# Written problem
Reproduce all of the data below, substituting "occurrence" for every occurrence of "instance" and leaving everything else unchanged.

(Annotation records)
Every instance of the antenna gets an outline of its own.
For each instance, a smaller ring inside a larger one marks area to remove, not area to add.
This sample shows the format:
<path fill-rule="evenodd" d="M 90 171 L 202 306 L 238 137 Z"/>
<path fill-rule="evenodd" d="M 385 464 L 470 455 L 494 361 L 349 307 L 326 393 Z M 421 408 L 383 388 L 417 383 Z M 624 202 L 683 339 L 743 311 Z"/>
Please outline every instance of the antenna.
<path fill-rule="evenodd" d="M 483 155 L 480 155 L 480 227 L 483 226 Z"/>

# Worked answer
Every occurrence of the antenna gets an outline of its own.
For each occurrence, a smaller ring inside a larger one marks area to remove, not area to add.
This sample shows the format:
<path fill-rule="evenodd" d="M 90 171 L 202 306 L 238 137 Z"/>
<path fill-rule="evenodd" d="M 385 464 L 470 455 L 494 361 L 349 307 L 326 393 Z M 421 408 L 383 388 L 417 383 Z M 624 202 L 683 339 L 743 311 Z"/>
Please outline every occurrence of the antenna.
<path fill-rule="evenodd" d="M 483 155 L 480 155 L 480 227 L 483 226 Z"/>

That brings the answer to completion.